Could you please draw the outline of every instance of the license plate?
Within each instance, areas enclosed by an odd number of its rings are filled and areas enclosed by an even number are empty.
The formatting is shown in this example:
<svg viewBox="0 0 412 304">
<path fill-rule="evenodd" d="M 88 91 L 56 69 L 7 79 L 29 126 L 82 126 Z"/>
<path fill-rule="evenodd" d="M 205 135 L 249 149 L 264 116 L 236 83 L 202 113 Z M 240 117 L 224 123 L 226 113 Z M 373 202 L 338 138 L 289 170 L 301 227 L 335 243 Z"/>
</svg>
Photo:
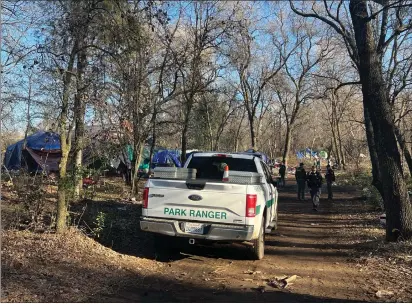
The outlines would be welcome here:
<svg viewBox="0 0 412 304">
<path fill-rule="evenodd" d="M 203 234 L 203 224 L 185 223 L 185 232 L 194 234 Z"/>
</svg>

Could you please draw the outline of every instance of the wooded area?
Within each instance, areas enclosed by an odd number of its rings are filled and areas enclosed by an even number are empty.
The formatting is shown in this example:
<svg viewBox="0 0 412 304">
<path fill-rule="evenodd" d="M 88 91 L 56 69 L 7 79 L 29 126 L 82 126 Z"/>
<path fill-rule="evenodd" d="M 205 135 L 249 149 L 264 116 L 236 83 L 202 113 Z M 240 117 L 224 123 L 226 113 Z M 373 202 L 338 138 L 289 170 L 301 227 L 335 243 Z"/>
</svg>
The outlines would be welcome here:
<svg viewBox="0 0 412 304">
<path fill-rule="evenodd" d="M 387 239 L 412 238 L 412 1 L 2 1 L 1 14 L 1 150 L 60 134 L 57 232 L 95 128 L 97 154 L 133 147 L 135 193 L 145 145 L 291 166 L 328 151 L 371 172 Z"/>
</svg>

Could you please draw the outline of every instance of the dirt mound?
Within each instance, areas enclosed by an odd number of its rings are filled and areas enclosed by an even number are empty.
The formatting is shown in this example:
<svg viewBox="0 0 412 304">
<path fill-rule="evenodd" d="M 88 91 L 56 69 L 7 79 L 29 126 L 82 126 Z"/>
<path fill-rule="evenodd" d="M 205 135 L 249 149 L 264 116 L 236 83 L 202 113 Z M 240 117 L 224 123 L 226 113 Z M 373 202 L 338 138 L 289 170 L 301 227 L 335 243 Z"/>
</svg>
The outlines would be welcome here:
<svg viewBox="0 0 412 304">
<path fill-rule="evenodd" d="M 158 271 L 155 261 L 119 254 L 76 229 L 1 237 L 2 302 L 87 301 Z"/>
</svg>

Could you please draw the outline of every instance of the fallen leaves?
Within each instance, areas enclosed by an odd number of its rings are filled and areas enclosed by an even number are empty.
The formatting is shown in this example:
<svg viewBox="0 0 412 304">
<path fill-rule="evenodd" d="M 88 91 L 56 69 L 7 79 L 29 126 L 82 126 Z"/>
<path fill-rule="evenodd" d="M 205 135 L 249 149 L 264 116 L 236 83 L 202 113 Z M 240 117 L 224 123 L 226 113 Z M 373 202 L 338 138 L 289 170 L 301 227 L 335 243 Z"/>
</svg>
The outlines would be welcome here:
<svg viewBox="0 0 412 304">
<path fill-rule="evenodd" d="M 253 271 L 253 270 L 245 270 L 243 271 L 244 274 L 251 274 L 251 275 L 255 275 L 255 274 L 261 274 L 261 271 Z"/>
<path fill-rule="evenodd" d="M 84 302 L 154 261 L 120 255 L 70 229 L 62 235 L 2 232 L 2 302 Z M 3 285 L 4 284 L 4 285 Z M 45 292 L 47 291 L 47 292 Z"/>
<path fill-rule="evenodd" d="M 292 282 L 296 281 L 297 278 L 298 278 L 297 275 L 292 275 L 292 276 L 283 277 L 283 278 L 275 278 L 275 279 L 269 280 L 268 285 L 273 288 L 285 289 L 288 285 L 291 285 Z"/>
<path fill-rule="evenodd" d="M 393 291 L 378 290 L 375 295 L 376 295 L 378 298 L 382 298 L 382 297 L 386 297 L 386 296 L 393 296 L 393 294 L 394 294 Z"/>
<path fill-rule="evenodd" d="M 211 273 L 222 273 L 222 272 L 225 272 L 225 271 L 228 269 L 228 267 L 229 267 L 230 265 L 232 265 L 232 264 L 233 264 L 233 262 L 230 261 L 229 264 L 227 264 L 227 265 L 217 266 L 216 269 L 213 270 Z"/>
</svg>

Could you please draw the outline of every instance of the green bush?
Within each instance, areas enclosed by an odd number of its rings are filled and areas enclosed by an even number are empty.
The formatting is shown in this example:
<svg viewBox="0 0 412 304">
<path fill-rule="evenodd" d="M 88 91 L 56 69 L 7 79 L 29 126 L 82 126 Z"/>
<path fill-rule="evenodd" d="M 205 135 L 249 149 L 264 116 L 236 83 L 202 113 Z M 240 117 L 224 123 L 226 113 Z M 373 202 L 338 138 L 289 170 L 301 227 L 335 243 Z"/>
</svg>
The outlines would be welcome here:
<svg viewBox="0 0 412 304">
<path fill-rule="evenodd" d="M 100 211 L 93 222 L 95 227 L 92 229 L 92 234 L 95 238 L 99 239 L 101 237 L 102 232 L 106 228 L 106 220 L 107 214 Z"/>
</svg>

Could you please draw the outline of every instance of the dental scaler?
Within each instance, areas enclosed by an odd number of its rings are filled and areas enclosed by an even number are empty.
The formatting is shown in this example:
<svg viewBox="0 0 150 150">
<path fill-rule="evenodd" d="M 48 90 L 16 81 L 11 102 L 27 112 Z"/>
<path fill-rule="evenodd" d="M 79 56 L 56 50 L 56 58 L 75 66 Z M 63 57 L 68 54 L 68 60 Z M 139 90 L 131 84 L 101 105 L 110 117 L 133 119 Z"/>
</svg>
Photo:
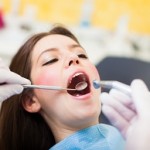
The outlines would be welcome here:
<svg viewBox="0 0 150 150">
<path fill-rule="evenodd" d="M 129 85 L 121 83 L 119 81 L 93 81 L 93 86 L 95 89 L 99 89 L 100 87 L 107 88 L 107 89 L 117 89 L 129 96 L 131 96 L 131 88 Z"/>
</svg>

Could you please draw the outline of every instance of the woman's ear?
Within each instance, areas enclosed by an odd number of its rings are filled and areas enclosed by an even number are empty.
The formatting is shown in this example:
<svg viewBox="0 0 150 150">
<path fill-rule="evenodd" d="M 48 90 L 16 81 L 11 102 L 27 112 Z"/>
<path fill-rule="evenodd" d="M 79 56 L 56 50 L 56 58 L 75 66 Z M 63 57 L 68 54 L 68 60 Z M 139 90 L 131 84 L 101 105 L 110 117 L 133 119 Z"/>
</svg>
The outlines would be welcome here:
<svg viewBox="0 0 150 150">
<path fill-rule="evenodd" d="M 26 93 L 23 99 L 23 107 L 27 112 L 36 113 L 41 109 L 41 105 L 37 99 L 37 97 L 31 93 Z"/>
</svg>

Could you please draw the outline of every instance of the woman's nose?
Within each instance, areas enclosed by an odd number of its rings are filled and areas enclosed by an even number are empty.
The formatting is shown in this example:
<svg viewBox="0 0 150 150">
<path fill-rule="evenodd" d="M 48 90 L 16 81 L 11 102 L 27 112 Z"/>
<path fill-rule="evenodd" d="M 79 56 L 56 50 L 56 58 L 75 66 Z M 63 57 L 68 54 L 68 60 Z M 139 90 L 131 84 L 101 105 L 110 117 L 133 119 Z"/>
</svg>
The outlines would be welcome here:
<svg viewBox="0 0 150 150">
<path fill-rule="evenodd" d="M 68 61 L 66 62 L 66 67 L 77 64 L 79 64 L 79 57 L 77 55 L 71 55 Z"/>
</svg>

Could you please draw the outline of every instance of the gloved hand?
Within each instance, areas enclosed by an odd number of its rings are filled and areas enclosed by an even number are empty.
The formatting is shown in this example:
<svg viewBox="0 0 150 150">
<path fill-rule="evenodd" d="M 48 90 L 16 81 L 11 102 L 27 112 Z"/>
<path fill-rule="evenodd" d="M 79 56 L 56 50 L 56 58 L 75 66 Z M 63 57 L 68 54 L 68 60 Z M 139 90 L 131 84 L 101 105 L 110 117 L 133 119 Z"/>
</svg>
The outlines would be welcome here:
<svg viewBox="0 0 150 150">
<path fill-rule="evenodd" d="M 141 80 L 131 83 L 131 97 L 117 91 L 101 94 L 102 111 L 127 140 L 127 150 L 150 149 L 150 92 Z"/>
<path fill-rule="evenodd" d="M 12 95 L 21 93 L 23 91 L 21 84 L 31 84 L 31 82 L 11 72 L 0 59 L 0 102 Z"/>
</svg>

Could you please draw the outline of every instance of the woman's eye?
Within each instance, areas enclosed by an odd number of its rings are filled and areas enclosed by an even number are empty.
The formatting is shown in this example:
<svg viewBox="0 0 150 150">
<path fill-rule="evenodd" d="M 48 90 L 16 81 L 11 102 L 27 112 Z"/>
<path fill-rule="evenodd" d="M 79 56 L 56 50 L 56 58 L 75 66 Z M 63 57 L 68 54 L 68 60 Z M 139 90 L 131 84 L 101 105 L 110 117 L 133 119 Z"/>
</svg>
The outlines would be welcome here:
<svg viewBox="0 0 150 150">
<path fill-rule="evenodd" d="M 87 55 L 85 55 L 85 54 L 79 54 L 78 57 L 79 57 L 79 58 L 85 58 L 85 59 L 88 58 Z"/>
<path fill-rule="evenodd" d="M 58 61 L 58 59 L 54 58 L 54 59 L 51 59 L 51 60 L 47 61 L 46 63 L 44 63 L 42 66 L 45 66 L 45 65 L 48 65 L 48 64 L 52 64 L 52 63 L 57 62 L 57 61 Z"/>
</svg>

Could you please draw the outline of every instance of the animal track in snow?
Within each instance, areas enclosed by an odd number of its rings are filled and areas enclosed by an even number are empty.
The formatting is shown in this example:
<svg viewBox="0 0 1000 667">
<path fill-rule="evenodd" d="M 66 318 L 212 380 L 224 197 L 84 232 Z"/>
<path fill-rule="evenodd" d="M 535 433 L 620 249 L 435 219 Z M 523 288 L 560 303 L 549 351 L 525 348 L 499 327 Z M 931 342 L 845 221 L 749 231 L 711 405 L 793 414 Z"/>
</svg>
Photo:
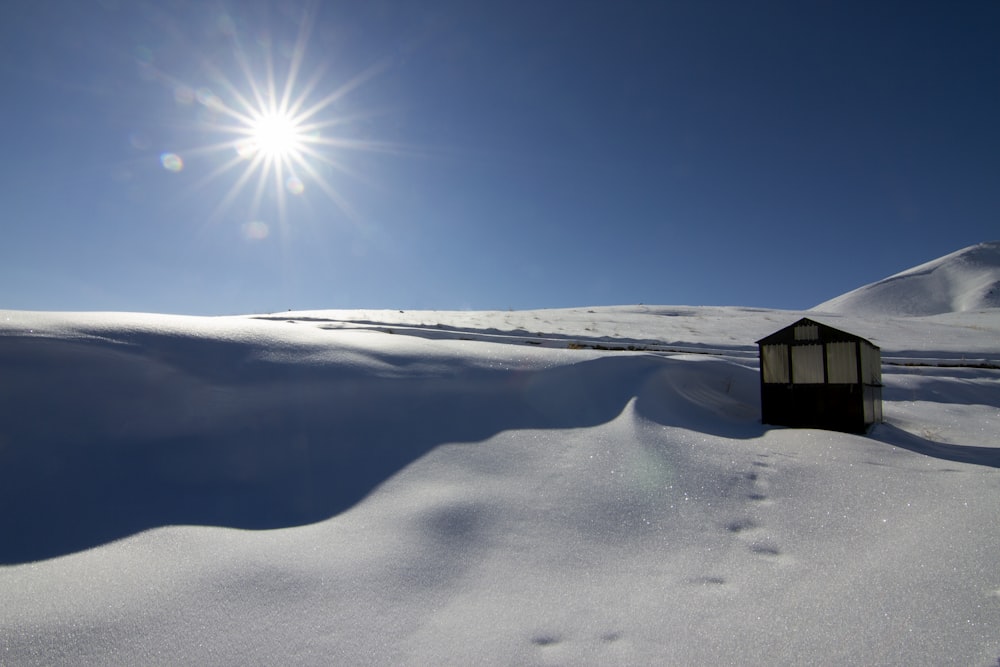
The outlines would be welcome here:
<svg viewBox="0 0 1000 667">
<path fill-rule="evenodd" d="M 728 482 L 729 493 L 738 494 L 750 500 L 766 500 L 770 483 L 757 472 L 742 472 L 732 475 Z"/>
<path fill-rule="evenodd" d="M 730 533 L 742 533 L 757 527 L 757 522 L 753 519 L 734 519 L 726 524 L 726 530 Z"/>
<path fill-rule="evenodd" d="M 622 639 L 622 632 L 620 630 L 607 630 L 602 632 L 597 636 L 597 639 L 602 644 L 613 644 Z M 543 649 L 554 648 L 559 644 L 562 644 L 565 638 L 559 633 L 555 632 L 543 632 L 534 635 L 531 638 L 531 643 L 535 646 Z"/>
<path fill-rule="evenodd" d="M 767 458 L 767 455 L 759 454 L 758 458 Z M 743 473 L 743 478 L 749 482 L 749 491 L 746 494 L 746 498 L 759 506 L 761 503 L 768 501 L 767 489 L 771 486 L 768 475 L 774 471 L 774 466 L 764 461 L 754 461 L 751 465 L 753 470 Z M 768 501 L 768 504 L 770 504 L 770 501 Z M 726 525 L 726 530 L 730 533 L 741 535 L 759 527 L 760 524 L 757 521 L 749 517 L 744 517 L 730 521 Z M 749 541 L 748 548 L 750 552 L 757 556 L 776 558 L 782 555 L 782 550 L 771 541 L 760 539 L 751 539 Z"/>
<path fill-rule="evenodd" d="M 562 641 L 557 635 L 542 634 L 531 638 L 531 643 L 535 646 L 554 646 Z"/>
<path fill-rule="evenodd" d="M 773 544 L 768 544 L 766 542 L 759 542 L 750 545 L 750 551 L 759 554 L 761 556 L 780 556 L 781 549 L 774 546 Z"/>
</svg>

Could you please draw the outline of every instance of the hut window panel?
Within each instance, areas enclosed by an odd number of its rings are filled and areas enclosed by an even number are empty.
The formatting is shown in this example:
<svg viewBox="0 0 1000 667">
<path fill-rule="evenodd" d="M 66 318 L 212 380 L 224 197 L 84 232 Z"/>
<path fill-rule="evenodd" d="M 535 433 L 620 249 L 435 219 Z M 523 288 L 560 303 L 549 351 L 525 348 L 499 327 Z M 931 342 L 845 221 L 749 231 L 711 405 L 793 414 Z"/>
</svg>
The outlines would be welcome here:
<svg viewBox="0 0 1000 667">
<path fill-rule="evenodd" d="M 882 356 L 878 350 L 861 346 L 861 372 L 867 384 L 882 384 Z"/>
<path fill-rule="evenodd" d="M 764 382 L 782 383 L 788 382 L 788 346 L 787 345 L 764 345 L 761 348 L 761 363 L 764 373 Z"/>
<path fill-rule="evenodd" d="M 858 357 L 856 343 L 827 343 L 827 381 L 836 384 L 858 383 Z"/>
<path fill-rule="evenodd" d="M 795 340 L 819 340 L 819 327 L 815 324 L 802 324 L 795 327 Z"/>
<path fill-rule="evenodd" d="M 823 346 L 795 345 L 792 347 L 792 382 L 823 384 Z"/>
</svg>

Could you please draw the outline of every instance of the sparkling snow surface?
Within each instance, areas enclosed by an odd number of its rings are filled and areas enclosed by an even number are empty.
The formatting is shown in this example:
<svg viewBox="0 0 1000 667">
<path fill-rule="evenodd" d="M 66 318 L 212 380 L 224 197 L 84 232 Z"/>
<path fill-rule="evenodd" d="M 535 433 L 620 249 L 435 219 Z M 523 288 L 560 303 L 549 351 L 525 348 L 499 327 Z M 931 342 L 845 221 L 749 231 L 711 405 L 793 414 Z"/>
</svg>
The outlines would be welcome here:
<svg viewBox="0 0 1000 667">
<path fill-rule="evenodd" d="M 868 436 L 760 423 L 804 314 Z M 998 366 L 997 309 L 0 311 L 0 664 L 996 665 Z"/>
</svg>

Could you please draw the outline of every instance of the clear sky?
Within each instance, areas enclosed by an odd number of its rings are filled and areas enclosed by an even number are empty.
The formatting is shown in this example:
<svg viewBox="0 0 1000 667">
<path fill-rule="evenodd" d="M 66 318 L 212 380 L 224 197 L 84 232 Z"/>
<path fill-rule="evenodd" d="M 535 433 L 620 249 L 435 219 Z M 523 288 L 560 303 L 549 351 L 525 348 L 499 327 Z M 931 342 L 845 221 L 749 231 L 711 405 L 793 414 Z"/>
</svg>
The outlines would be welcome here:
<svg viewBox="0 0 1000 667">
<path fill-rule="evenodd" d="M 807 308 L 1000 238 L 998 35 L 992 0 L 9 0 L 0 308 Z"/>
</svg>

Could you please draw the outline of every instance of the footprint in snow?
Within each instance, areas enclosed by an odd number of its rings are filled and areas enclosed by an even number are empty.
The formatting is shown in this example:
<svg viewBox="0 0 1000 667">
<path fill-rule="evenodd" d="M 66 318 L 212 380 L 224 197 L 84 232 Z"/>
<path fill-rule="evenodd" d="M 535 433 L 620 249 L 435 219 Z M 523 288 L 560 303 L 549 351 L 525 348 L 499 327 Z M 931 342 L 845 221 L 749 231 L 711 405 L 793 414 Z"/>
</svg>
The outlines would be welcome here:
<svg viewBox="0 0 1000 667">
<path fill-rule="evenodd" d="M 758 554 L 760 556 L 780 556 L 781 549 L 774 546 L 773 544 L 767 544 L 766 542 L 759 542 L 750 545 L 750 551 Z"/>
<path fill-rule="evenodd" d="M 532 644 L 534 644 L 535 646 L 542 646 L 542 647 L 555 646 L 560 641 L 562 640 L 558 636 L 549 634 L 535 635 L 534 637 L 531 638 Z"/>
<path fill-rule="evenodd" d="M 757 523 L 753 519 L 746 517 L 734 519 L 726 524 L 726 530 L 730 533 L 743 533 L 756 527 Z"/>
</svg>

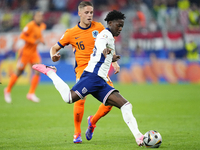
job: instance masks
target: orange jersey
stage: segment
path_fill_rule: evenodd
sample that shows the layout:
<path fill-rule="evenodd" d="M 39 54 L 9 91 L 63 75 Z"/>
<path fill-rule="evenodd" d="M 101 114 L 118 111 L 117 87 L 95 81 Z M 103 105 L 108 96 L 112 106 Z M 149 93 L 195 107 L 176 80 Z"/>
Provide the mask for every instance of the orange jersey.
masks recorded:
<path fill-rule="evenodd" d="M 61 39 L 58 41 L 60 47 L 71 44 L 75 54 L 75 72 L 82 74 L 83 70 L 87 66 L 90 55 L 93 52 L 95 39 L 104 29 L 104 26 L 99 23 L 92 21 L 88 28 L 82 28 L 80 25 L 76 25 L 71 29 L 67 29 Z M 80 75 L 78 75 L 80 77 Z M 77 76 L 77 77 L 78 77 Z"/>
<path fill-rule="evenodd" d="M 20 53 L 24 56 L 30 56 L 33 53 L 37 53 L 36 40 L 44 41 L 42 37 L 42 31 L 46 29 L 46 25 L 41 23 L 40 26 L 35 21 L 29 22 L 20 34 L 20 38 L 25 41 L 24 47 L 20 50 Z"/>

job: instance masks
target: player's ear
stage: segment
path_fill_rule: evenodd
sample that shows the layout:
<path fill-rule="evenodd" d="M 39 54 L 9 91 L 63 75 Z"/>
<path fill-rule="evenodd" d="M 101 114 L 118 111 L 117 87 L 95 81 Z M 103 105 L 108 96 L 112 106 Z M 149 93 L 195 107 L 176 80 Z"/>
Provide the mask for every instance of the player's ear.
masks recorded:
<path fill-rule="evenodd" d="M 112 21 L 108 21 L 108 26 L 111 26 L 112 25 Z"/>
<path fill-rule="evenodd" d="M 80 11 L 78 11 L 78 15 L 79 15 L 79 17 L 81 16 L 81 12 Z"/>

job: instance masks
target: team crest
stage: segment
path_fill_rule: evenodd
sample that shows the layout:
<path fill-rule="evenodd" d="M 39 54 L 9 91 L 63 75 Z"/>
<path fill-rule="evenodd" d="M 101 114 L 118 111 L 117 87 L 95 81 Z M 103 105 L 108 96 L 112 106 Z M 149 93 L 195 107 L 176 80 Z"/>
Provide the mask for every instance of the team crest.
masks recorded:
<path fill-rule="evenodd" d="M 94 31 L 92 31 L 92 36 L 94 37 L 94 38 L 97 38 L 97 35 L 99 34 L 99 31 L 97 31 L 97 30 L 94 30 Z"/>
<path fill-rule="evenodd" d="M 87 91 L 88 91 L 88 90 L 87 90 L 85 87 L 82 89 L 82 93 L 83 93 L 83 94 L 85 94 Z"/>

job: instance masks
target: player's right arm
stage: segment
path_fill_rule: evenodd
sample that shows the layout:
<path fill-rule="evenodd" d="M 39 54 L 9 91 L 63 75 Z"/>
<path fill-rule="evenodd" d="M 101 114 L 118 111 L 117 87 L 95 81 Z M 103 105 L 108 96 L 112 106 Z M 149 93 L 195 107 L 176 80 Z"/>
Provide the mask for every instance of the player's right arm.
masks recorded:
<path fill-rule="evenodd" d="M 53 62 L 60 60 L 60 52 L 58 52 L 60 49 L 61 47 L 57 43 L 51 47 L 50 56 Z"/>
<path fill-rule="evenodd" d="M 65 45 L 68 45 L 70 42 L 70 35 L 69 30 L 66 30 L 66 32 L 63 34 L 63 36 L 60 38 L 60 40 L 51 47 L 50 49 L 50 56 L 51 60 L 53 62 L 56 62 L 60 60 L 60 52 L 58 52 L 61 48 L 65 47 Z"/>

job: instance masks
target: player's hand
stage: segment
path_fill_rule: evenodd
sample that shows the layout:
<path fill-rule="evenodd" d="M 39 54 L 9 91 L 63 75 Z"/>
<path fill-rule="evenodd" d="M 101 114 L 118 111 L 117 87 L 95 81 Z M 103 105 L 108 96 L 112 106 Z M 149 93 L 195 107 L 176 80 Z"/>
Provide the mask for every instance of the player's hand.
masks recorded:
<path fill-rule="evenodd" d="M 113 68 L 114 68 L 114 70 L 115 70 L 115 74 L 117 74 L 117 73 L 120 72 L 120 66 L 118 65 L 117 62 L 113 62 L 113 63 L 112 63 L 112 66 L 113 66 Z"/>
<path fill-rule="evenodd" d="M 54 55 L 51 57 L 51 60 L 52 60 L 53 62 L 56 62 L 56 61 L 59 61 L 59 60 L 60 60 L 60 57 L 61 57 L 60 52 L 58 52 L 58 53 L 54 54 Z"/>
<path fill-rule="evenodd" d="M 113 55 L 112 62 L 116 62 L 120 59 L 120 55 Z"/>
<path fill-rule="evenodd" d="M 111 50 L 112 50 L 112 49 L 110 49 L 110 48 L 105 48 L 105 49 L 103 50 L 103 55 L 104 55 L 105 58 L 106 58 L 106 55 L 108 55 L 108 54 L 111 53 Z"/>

▶ What you should do
Find every line in the listing that has the string "orange", then give the count by itself.

▶ Response to the exercise
2